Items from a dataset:
* * * * *

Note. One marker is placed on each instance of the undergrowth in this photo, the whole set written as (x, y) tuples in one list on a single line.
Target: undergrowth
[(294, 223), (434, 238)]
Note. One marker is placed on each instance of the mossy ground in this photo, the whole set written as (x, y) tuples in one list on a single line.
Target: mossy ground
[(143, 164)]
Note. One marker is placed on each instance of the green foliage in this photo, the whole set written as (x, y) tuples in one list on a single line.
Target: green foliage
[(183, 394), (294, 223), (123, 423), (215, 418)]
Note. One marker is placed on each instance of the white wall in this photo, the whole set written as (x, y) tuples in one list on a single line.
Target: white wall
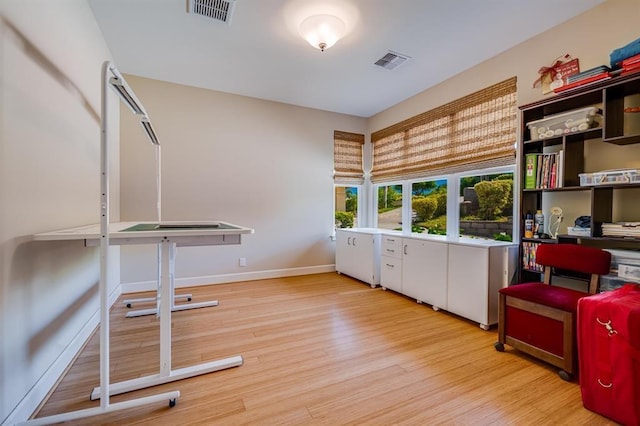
[(590, 37), (256, 163), (50, 60)]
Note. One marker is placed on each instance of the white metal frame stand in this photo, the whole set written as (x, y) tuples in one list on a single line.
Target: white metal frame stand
[(166, 254), (105, 405)]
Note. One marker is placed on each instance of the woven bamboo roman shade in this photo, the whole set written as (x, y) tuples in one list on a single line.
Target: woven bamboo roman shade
[(474, 132), (347, 157)]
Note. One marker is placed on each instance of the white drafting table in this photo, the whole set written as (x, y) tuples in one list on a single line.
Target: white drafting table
[(167, 236)]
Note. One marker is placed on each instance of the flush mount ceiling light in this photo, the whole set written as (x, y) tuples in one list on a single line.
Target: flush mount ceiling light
[(322, 31)]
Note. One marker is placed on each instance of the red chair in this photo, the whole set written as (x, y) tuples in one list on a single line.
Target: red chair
[(540, 319)]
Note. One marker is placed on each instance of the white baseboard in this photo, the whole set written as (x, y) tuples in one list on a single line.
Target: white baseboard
[(43, 386), (50, 378), (229, 278)]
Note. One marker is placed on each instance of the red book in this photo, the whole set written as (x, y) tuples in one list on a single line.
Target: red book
[(584, 81), (632, 60)]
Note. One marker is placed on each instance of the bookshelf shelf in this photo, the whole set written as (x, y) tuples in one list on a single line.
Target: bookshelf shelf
[(568, 155)]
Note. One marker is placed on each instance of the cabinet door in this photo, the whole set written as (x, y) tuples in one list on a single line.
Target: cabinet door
[(468, 282), (391, 273), (391, 246), (424, 271), (356, 255), (343, 243)]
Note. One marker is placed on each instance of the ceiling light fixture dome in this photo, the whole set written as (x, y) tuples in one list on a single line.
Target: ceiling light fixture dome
[(322, 31)]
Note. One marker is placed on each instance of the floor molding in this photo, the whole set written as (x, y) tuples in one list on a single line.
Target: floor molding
[(45, 384), (140, 286)]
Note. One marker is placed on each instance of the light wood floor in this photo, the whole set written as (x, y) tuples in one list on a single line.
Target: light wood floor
[(325, 350)]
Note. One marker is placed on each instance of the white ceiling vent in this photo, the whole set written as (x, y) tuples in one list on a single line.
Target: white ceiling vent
[(219, 10), (392, 60)]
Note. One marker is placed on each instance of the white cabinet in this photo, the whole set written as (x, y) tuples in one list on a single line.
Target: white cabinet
[(424, 271), (391, 262), (358, 254), (476, 273), (461, 276)]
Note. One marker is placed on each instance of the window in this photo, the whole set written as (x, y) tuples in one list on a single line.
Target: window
[(348, 177), (346, 206), (474, 132), (390, 207), (486, 205), (429, 206), (453, 159)]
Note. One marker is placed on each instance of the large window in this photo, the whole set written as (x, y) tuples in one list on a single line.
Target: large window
[(457, 161), (429, 206), (486, 206), (348, 177), (390, 207), (346, 206)]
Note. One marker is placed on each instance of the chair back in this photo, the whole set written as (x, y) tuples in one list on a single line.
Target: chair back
[(574, 257)]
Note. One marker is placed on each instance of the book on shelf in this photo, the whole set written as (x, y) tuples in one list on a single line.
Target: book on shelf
[(588, 73), (585, 81), (531, 169), (544, 171), (529, 256), (633, 60)]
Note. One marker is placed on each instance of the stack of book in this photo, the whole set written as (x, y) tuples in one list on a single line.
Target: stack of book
[(583, 78), (543, 171), (529, 256), (631, 65)]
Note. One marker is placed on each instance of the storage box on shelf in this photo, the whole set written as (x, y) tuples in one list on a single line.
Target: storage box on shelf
[(560, 124), (547, 131), (610, 177)]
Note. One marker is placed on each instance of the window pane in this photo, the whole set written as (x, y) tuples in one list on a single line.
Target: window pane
[(429, 207), (390, 207), (486, 206), (346, 201)]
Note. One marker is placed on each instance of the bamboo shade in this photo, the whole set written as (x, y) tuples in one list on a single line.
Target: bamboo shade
[(347, 157), (473, 132)]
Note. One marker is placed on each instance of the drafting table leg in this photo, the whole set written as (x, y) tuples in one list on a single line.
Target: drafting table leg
[(174, 307), (167, 260), (130, 302)]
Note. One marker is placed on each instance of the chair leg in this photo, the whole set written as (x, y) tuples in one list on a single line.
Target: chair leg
[(502, 301)]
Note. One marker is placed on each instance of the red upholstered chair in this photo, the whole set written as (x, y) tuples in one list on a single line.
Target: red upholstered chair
[(539, 318)]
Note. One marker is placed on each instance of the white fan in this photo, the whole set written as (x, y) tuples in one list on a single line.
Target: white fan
[(554, 221)]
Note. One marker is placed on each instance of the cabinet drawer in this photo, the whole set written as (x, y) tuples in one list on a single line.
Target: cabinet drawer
[(392, 246)]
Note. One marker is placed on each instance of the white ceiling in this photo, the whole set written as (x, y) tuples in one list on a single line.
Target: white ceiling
[(261, 54)]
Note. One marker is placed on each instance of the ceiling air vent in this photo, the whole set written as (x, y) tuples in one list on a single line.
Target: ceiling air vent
[(392, 60), (219, 10)]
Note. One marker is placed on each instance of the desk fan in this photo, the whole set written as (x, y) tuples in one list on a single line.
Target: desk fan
[(554, 221)]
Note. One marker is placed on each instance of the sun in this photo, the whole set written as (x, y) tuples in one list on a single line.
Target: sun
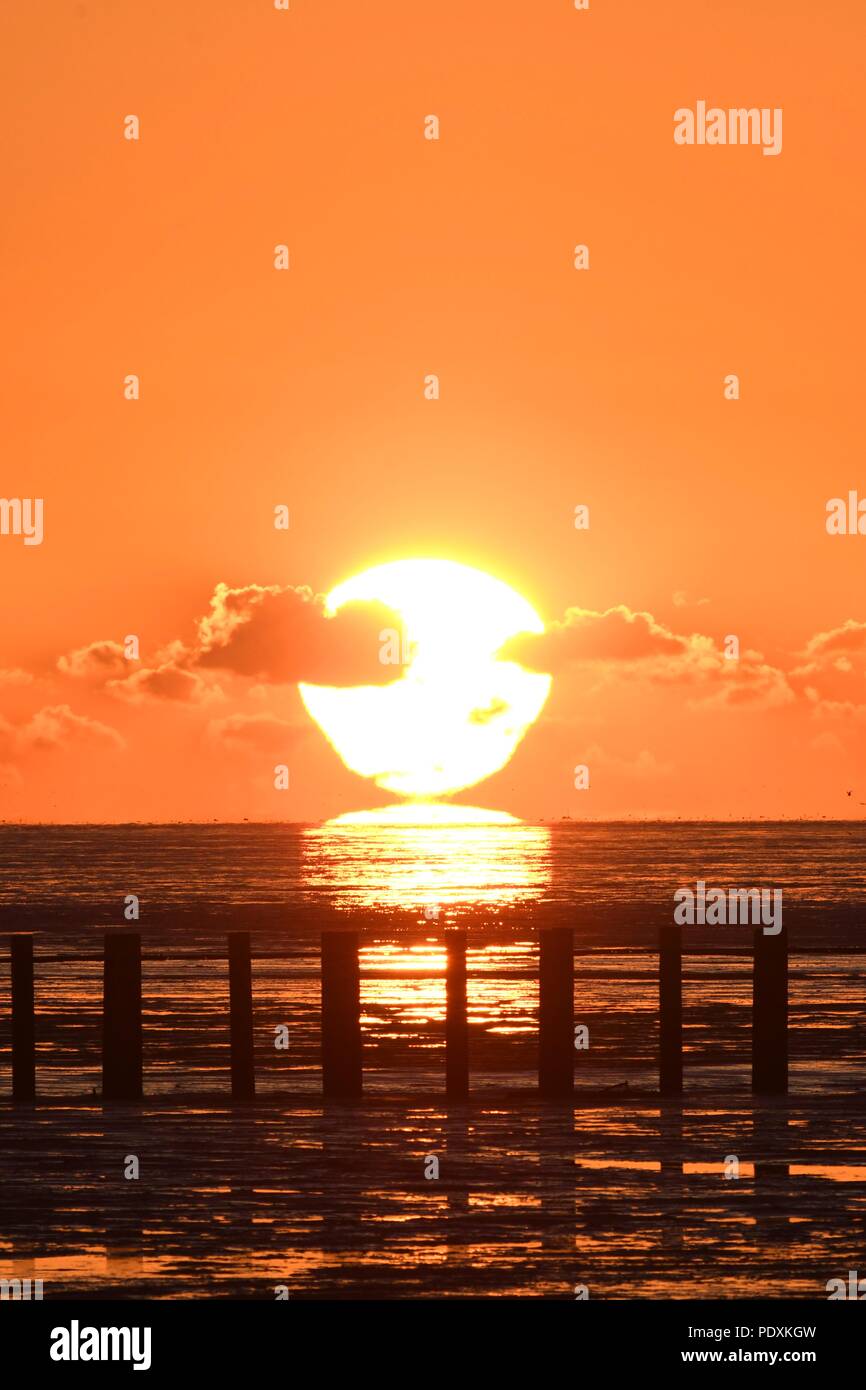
[(456, 712)]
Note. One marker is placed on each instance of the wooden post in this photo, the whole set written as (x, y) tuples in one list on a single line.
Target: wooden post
[(670, 1011), (770, 1014), (341, 1016), (241, 1016), (123, 1016), (24, 1022), (456, 1025), (556, 1012)]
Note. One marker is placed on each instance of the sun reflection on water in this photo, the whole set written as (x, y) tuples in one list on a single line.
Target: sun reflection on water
[(427, 866)]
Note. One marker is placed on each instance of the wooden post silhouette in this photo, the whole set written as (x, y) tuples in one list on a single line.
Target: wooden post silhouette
[(241, 1016), (123, 1016), (556, 1012), (670, 1011), (24, 1022), (341, 1016), (456, 1023), (770, 1014)]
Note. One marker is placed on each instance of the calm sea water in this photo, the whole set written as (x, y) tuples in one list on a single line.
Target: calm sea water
[(622, 1193), (576, 872)]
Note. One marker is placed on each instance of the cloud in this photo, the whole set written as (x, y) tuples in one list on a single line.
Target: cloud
[(255, 733), (850, 638), (645, 765), (831, 672), (50, 729), (681, 599), (584, 635), (282, 635), (633, 644), (166, 681), (99, 659)]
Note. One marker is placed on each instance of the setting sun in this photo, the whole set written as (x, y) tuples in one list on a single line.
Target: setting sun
[(458, 712)]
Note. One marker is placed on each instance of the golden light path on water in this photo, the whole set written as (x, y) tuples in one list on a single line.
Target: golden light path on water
[(467, 856), (435, 862)]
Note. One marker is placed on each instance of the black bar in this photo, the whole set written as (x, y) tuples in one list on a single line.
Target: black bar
[(123, 1016), (241, 1016), (341, 1016), (24, 1020), (770, 1014), (556, 1012), (670, 1011), (456, 1023)]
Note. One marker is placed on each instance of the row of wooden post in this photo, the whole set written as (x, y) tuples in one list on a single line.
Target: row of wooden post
[(341, 1022)]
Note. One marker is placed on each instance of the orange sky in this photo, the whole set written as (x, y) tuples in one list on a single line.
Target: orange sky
[(558, 387)]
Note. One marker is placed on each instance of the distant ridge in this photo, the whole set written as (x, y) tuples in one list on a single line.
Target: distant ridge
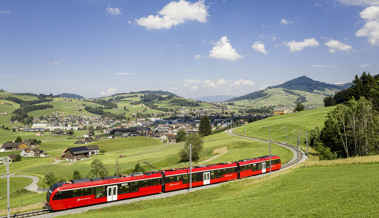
[(68, 95), (216, 98), (158, 92), (302, 83)]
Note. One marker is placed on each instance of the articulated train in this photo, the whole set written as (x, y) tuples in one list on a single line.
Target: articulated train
[(83, 192)]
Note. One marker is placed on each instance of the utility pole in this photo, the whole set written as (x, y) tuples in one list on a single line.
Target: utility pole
[(190, 167), (269, 139), (307, 142), (6, 164), (297, 150)]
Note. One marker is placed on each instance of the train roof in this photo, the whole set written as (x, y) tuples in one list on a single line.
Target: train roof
[(83, 183), (199, 168)]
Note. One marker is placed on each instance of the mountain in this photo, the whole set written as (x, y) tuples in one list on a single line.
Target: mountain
[(216, 98), (157, 92), (310, 92), (68, 95)]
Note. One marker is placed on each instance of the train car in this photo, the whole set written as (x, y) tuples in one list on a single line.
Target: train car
[(251, 167), (201, 175), (85, 192)]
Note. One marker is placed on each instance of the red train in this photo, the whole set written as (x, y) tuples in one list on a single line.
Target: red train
[(82, 192)]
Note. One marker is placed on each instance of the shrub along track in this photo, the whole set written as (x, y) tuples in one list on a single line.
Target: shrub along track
[(301, 158)]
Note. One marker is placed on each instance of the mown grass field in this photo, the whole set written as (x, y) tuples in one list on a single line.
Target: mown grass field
[(333, 191), (303, 121)]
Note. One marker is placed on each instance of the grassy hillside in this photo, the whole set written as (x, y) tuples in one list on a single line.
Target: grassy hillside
[(304, 120), (304, 192)]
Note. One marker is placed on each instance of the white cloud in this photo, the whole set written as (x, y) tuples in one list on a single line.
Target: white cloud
[(364, 65), (260, 47), (244, 83), (223, 50), (171, 88), (114, 11), (124, 74), (109, 91), (371, 27), (209, 83), (359, 2), (194, 88), (221, 82), (175, 13), (285, 22), (299, 46), (192, 81), (335, 45), (5, 12), (319, 65)]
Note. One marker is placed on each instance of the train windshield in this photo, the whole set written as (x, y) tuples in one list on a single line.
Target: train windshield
[(51, 189)]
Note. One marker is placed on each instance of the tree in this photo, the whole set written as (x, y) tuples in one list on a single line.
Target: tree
[(98, 168), (181, 136), (299, 106), (103, 151), (138, 168), (49, 179), (197, 146), (18, 139), (205, 126), (117, 167), (76, 175)]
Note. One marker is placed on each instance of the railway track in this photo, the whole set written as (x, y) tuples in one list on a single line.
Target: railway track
[(299, 157)]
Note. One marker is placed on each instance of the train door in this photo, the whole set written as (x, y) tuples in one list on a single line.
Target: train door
[(263, 167), (112, 193), (207, 178)]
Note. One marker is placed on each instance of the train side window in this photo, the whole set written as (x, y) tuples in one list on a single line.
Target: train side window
[(124, 188), (88, 191), (134, 187), (143, 184), (67, 194), (58, 196), (77, 193), (185, 178), (100, 192)]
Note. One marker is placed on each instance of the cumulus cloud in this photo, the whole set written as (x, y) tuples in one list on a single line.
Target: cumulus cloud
[(335, 45), (359, 2), (285, 22), (259, 47), (371, 27), (109, 91), (124, 74), (221, 82), (244, 83), (209, 83), (223, 50), (299, 46), (114, 11), (5, 11), (197, 56), (175, 13), (194, 88), (364, 65), (192, 81), (319, 65)]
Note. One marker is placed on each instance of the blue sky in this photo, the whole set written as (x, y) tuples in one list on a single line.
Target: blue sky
[(192, 48)]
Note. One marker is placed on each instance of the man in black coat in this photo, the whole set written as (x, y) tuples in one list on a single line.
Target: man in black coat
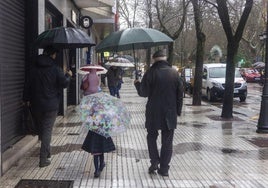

* * * * *

Can you write out the part of the listing that opens with the line containing "the white cloud" and closes with the line containing "[(263, 167), (112, 193), (207, 178)]", replacing each "marker" with "point" and leaving everything else unchanged?

Note. One point is placed on each instance of the white cloud in this photo, the whole set written as (x, y) tuples in one list on a single line.
Target: white cloud
[(364, 65), (260, 47), (244, 83), (223, 50), (171, 88), (114, 11), (124, 74), (109, 91), (371, 27), (209, 83), (359, 2), (194, 88), (221, 82), (175, 13), (285, 22), (299, 46), (192, 81), (335, 45), (5, 12), (319, 65)]
Note. One point is placed on each instance of the train windshield in this photo, the whole set written as (x, y) tuples in one list on a single line.
Target: train windshield
[(51, 189)]
Note. One point is placed on each instance of the tree in this photo, the whole set written as (x, y) tuples in one list on a single line.
Target: tree
[(98, 168), (181, 136), (299, 106), (103, 151), (138, 168), (49, 179), (197, 146), (18, 139), (205, 126), (117, 167), (76, 175)]
Note. One point is placed on each instance of the railway track in this photo, the whole set written as (x, y) tuples in one list on a single line.
Target: railway track
[(299, 157)]
Note. One point is placed on each instance of the train door in this photo, the whole set written as (x, y) tuples in one list on a single line.
Target: train door
[(263, 167), (112, 193), (207, 178)]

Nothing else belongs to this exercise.